# [What needs to be done]
Please turn the listing lines, starting with the line that contains "Return, for each" and going on through the line that contains "box: [497, 313, 625, 397]", into a JSON list of strings with one string per line and blank lines left out. Include only those lines.

# [Stored data entries]
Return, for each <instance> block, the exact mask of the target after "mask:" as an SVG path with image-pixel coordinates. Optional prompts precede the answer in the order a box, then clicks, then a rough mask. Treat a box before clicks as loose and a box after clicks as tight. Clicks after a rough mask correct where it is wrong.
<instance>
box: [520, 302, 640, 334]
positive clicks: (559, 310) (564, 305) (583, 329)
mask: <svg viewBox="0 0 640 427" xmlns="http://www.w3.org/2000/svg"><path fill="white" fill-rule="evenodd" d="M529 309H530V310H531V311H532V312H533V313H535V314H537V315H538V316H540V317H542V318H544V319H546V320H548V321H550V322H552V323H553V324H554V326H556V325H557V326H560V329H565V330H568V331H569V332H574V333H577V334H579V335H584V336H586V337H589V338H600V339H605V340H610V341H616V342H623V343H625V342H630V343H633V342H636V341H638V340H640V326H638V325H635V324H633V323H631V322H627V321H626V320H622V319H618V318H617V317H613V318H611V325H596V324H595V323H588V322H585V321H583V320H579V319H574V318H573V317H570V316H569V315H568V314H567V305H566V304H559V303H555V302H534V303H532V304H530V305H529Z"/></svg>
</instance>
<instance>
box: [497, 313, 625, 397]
---
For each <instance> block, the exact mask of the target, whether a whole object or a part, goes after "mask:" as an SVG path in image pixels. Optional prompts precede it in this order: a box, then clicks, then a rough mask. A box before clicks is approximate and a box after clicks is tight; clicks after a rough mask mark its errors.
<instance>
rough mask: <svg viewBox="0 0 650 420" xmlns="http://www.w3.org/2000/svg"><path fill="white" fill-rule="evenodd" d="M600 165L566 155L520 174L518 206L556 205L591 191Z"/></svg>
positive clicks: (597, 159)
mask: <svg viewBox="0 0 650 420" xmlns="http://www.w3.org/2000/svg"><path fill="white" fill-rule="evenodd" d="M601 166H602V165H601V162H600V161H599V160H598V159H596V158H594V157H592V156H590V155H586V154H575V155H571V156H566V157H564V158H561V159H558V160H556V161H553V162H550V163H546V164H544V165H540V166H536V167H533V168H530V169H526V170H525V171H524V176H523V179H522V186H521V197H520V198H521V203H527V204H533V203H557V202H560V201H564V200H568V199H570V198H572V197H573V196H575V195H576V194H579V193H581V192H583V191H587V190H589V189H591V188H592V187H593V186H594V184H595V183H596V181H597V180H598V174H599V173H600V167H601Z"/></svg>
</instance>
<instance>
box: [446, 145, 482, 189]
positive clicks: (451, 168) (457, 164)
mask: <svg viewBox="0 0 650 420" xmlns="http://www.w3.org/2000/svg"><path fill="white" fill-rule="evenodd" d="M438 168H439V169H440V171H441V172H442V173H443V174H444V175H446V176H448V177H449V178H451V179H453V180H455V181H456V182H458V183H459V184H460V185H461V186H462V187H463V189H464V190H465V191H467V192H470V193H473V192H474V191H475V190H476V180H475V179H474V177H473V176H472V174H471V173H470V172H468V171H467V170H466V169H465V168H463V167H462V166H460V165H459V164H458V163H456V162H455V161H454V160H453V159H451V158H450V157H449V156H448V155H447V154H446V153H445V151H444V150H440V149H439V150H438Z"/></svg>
==
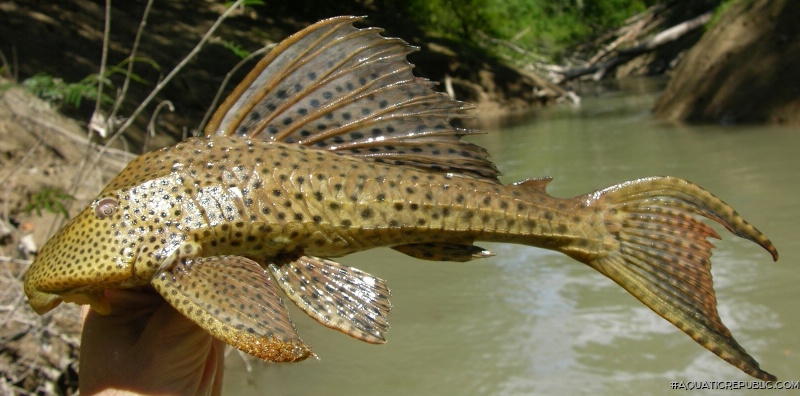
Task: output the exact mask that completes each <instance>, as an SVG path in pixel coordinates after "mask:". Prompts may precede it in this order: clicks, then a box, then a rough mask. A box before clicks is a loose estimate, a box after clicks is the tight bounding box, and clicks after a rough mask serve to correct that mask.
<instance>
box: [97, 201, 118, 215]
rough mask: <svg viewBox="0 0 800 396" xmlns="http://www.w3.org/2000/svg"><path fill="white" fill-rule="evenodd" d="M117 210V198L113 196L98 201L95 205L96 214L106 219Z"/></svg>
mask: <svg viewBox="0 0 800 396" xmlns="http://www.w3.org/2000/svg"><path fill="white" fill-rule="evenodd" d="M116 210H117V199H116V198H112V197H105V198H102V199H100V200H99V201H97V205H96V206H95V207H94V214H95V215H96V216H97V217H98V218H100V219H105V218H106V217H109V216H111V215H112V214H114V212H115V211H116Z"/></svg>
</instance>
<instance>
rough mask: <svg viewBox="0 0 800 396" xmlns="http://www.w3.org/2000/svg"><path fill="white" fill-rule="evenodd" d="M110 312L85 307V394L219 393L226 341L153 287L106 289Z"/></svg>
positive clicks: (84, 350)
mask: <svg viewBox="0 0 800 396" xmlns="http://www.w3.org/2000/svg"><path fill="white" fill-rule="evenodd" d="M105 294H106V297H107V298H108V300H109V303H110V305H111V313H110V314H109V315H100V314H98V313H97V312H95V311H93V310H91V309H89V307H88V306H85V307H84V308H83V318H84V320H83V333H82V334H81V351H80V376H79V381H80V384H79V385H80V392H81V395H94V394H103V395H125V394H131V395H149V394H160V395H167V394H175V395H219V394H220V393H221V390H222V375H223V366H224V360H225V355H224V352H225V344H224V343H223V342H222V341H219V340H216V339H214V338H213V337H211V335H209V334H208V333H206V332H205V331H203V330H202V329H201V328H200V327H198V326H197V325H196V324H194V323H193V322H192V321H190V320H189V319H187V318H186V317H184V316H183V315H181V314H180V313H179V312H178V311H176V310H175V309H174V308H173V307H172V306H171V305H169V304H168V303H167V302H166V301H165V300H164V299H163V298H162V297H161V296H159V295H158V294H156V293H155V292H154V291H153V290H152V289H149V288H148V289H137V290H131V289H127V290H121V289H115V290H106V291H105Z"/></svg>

# [Answer area]
[
  "Return, for each <instance> block, the exact mask of the target after \"mask:\" as an SVG path with image-pixel coordinates. Optional prompts precede the answer in the order a box, then clicks, then a rough mask. Treat a box before clicks as loose and a box after clicks as tight. Clicks after a rough mask correct where it is wrong.",
  "<instance>",
  "box: [520, 302, 640, 334]",
  "positive clicks: (559, 310) (564, 305) (583, 329)",
  "mask: <svg viewBox=\"0 0 640 427\" xmlns=\"http://www.w3.org/2000/svg\"><path fill=\"white\" fill-rule=\"evenodd\" d=\"M529 309H530V310H531V311H532V312H533V313H535V314H537V315H538V316H540V317H542V318H544V319H546V320H548V321H550V322H552V323H553V324H554V326H556V325H557V326H560V329H565V330H568V331H569V332H574V333H577V334H579V335H584V336H586V337H589V338H600V339H605V340H610V341H616V342H623V343H625V342H630V343H633V342H636V341H638V340H640V326H638V325H635V324H633V323H631V322H627V321H626V320H622V319H618V318H617V317H613V318H611V325H596V324H595V323H588V322H585V321H583V320H579V319H574V318H573V317H570V316H569V315H568V314H567V305H566V304H559V303H555V302H534V303H532V304H530V305H529Z\"/></svg>",
  "</instance>",
  "<instance>",
  "box: [497, 313, 625, 397]"
]